**Stored records:**
○ ○ ○ ○
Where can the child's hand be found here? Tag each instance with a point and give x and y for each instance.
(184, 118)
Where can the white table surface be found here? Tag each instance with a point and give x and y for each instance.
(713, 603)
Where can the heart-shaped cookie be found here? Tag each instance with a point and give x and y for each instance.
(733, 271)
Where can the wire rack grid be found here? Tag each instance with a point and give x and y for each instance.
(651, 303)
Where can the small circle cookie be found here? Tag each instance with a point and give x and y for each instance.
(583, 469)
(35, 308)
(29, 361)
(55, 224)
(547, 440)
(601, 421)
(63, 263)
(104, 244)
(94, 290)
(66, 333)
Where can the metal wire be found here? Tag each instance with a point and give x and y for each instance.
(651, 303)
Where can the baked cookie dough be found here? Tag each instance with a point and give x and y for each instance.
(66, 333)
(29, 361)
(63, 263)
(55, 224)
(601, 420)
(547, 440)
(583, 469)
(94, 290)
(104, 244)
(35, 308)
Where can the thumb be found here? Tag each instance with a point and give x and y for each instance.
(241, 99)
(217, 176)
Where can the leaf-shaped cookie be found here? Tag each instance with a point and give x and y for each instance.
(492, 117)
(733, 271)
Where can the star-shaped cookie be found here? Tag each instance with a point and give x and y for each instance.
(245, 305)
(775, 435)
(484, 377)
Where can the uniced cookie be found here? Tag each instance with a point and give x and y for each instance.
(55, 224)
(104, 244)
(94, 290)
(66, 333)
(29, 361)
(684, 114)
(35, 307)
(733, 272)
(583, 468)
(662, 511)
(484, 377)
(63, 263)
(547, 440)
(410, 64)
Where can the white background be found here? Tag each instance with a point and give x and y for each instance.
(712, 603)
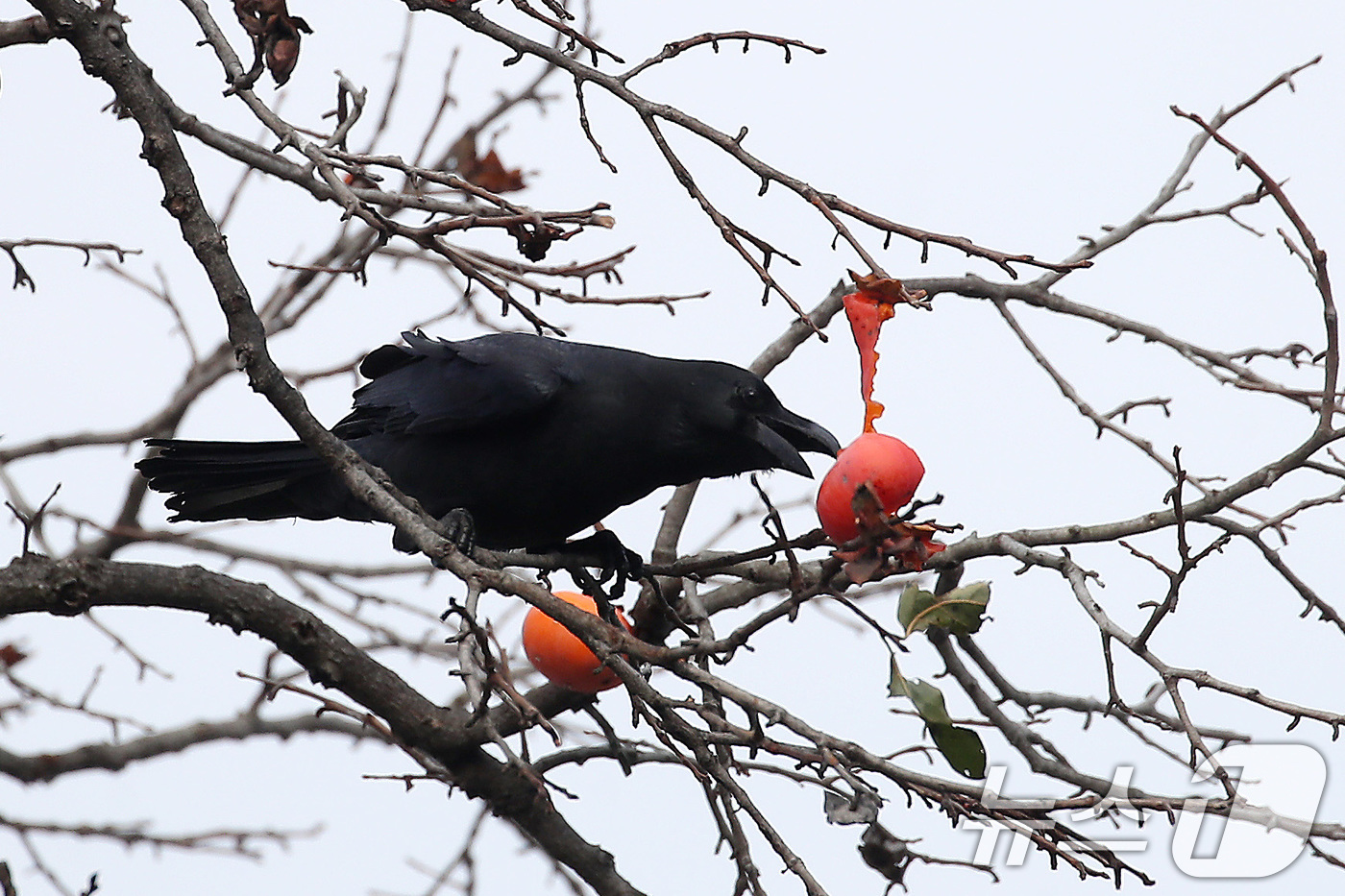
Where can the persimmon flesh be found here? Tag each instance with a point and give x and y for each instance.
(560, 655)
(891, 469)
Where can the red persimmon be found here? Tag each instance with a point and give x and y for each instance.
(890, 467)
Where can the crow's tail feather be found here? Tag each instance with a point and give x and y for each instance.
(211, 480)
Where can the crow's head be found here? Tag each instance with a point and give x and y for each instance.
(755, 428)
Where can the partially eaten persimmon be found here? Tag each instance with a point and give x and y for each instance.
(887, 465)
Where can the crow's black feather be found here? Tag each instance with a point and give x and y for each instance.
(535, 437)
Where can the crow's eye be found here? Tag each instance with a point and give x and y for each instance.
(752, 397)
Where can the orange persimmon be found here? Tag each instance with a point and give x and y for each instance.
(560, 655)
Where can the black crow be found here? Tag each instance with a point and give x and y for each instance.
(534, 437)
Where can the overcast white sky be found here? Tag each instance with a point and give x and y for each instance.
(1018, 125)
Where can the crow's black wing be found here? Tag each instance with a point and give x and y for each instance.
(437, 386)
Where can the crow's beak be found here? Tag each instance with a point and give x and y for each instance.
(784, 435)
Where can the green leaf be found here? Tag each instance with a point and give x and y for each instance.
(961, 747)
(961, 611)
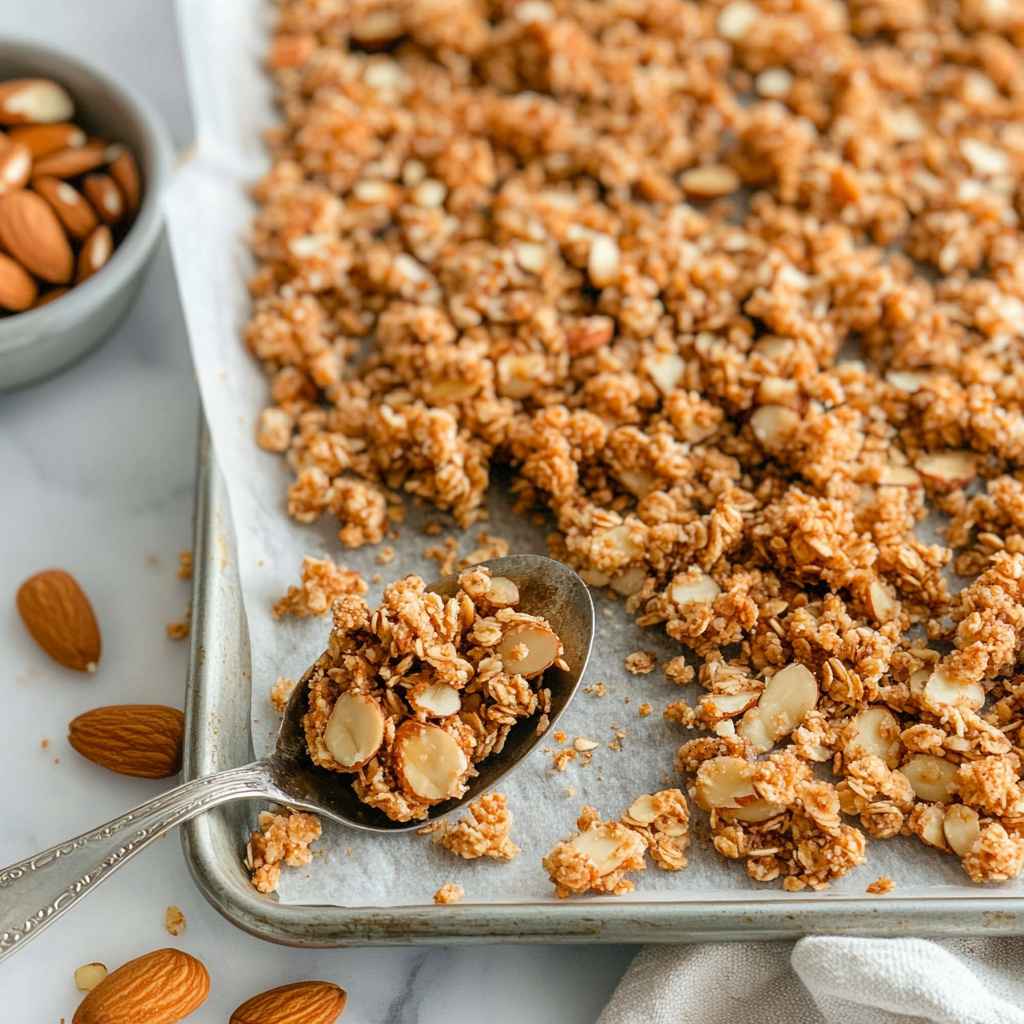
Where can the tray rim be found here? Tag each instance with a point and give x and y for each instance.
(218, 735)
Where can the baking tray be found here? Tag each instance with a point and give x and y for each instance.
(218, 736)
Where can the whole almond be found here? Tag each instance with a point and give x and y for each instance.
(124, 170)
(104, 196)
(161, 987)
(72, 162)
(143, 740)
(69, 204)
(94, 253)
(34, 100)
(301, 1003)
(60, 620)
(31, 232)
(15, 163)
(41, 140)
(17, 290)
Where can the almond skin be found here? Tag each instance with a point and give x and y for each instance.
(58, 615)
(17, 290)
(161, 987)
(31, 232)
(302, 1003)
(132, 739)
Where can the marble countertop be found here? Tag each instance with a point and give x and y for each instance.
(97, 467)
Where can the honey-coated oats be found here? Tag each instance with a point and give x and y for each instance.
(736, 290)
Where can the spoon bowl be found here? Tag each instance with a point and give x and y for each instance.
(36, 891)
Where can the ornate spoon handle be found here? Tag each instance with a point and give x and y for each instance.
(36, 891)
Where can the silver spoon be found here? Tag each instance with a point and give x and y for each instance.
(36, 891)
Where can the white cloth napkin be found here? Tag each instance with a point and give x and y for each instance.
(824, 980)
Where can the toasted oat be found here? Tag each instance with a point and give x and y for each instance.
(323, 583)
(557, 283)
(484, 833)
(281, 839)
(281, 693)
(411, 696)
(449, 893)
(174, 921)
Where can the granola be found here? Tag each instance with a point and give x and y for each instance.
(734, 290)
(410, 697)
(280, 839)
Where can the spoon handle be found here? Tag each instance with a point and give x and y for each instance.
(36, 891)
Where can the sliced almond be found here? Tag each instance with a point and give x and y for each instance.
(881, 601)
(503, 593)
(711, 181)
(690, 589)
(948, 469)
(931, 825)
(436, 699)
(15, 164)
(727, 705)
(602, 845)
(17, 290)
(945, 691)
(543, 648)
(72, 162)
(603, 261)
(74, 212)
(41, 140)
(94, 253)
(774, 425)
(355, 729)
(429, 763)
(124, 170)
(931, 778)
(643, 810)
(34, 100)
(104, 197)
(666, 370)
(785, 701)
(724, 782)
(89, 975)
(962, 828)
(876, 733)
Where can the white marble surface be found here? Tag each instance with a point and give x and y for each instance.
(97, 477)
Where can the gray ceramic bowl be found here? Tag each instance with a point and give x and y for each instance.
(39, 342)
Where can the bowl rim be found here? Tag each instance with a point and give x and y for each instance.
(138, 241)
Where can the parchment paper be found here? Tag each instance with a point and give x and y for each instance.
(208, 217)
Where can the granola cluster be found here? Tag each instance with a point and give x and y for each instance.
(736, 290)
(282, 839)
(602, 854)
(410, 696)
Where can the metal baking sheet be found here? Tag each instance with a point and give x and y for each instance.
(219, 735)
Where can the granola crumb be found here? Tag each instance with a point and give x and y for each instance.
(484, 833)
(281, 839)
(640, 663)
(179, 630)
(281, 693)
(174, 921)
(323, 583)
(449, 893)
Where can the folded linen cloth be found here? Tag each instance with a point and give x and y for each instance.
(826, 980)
○ ○ ○ ○
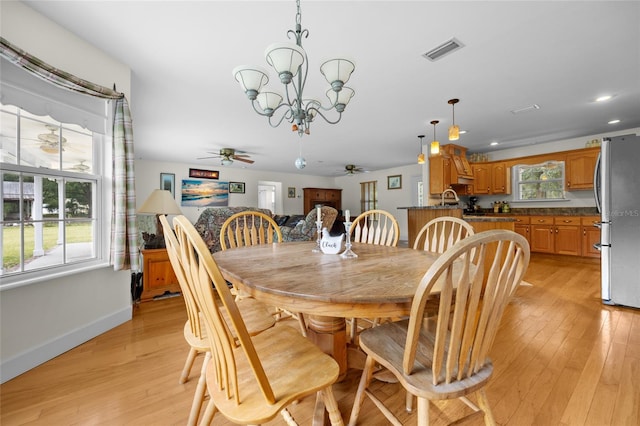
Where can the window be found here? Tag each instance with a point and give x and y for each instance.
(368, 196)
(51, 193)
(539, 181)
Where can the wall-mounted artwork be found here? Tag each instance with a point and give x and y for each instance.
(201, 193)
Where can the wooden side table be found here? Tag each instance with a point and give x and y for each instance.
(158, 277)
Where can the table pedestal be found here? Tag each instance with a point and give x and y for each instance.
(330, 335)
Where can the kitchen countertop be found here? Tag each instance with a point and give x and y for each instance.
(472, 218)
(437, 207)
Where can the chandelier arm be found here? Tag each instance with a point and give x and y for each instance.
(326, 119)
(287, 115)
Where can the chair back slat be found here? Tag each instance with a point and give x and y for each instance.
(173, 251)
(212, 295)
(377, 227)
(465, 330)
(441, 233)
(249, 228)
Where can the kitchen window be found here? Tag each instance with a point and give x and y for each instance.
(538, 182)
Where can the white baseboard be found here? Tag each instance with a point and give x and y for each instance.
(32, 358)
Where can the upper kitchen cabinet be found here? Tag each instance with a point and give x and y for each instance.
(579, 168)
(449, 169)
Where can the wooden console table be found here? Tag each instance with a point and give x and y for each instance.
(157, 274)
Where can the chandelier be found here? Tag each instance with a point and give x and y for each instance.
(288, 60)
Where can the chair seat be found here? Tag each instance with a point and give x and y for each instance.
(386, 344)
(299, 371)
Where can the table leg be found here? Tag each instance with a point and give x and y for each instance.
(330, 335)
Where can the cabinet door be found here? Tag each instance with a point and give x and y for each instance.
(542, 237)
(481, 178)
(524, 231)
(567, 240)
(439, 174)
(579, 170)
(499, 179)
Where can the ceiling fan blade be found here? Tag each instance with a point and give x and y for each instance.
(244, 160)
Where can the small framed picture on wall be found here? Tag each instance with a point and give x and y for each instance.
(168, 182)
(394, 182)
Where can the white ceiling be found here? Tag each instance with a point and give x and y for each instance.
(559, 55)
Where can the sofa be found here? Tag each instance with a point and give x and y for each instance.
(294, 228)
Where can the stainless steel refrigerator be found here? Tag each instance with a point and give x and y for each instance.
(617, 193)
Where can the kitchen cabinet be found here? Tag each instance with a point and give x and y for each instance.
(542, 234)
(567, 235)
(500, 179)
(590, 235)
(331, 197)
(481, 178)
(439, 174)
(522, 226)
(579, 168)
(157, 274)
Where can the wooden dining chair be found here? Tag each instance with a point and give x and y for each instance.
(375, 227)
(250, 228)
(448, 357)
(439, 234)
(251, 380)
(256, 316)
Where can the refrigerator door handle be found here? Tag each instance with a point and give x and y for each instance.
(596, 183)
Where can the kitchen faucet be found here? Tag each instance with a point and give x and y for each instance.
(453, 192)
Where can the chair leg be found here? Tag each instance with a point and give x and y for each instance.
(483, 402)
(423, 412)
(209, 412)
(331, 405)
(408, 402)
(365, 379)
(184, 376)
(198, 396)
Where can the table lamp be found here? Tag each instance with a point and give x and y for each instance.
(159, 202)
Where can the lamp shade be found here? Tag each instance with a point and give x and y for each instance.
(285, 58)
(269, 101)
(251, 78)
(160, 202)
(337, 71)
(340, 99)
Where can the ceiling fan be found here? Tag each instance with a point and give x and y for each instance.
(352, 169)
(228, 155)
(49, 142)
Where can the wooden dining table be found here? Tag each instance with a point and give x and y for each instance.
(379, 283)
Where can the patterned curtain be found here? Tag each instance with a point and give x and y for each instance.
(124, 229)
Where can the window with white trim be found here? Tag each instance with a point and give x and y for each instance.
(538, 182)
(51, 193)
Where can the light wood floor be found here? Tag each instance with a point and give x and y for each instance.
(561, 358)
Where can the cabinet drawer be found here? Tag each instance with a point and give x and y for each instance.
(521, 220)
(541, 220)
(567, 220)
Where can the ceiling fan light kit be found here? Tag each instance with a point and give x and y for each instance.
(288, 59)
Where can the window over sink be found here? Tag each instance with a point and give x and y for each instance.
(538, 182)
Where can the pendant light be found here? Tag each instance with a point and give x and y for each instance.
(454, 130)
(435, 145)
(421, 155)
○ ○ ○ ○
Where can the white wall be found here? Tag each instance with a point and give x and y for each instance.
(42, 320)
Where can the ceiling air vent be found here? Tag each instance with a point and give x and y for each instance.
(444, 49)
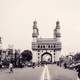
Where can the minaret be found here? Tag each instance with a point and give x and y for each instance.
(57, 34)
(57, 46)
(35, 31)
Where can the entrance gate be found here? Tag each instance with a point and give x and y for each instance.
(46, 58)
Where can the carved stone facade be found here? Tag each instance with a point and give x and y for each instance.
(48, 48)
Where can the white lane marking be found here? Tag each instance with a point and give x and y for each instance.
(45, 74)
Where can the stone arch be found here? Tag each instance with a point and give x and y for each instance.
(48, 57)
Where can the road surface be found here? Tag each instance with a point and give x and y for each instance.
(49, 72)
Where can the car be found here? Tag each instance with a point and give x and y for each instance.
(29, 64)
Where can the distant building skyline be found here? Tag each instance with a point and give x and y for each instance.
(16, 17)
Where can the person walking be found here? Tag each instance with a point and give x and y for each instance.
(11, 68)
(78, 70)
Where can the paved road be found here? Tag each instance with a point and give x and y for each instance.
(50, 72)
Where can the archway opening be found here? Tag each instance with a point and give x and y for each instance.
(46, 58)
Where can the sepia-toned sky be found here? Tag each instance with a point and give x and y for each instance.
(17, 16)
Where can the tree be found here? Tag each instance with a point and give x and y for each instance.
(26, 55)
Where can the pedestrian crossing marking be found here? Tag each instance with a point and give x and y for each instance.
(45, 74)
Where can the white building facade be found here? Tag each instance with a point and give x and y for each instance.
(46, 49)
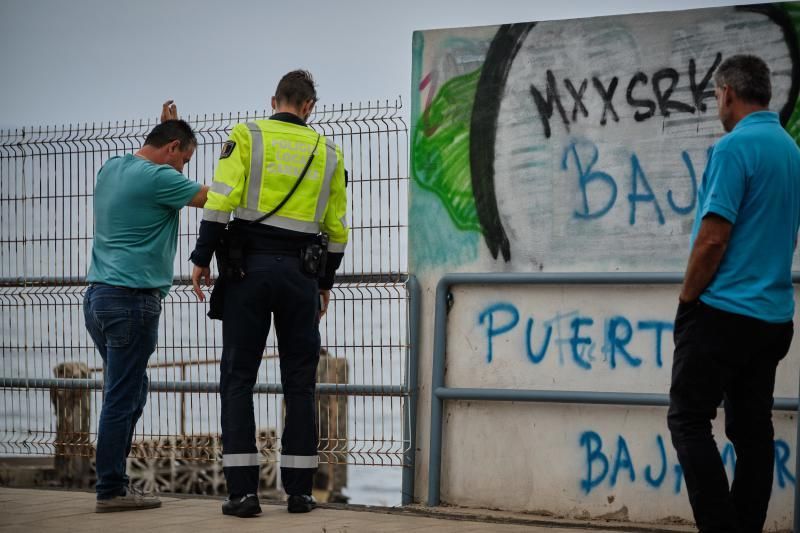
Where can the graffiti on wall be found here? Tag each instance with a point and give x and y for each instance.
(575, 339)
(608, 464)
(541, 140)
○ ○ ○ ○
**Goal:** Locate each line in the rows above that contains the word "countertop" and copy those lines.

**Answer to the exercise:**
Where can the marble countertop be found here? Tag each instance with a point and give x and y for each instance.
Where can the kitchen countertop be found here? Tag each instance with a point and give x and y for each instance.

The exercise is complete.